• _Document_
┄┄┄┄┄┄┄┄┄┄┄┄┄┄┄┄┄┄┄┄

Question

A sphere $S$ passes through the origin and the image of its centre in the plane $x+y+z=3$ is $(0,0,0).$ Radius of the sphere is

• A. $3\sqrt{2}$
• B. $2\sqrt{3}$
• C. $2\sqrt{2}$
• D. $4$

Answer 1

The correct option is B $2\sqrt{3}$

Let the centre of the sphere be $(x_1,y_1,z_1)$
Its image in the plane is $(0,0,0)$
Line perpendicular to the plane and passing through the centre and origin is,
$\frac{x-0}{1}=\frac{y-0}{1}=\frac{z-0}{1}=k$
Any point on the above line is $(k,k,k)$
Midpoint of line joining the centre and origin lies on the plane $x+y+z=3$
$\Rightarrow 3k=3$
$\Rightarrow k=1$
Midpoint $(\frac{x_1}{2},\frac{y_1}{2},\frac{z_1}{2})=(1,1,1)$
$\Rightarrow (x_1,y_1,z_1)=(2,2,2)$
Hence, centre of the sphere is $(2,2,2)$
Radius $=\sqrt{(2-0{)}^2+(2-0{)}^2+(2-0{)}^2}=2\sqrt{3}$

┄┄┄┄┄┄┄┄┄┄┄┄┄┄┄┄┄┄┄┄

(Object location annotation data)
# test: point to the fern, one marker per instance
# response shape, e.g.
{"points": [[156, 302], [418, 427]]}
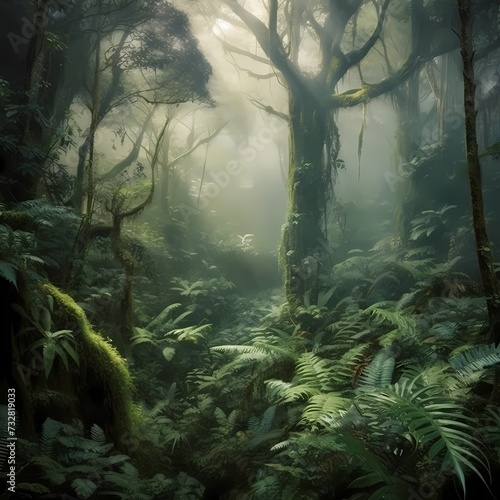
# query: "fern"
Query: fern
{"points": [[50, 432], [8, 272], [435, 422], [398, 319], [379, 372], [325, 410]]}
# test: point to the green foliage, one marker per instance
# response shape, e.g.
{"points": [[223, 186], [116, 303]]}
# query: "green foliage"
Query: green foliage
{"points": [[434, 422], [429, 221], [476, 358], [89, 467]]}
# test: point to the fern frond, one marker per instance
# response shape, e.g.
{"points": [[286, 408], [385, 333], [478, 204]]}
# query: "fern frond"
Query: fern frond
{"points": [[325, 410], [379, 372], [50, 431], [434, 420], [8, 272], [399, 319]]}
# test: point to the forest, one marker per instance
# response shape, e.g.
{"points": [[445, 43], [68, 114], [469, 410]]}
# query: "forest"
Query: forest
{"points": [[249, 249]]}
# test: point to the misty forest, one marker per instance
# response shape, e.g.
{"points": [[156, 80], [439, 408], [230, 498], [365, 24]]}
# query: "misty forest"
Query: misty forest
{"points": [[249, 249]]}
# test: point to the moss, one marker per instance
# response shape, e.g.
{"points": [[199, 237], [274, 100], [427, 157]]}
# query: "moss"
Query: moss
{"points": [[100, 360]]}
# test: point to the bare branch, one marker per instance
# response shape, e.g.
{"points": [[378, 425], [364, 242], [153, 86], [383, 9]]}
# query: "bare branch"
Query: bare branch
{"points": [[199, 143]]}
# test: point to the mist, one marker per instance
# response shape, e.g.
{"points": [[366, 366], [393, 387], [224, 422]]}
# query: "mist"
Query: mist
{"points": [[249, 249]]}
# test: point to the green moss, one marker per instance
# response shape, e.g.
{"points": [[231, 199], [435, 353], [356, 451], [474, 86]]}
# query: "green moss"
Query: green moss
{"points": [[99, 358]]}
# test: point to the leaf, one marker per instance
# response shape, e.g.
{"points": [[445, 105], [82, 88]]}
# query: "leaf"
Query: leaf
{"points": [[168, 353], [8, 272], [84, 487]]}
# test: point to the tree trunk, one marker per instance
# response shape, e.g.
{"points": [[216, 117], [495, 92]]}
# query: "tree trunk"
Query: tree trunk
{"points": [[304, 252], [483, 246]]}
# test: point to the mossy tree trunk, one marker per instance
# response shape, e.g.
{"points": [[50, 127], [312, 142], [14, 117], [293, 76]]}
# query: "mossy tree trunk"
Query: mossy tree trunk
{"points": [[483, 246], [304, 252]]}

┄┄┄┄┄┄┄┄┄┄┄┄┄┄┄┄┄┄┄┄

• _Written request 1_
In the sphere problem, what point is found to be the center of the sphere?
• _Written request 2_
List every answer choice offered for the radius in the sphere problem, with its letter.
These lines come from a different source than the text.

• _Right answer 1_
(2, 2, 2)

• _Right answer 2_
A. 3√2
B. 2√3
C. 2√2
D. 4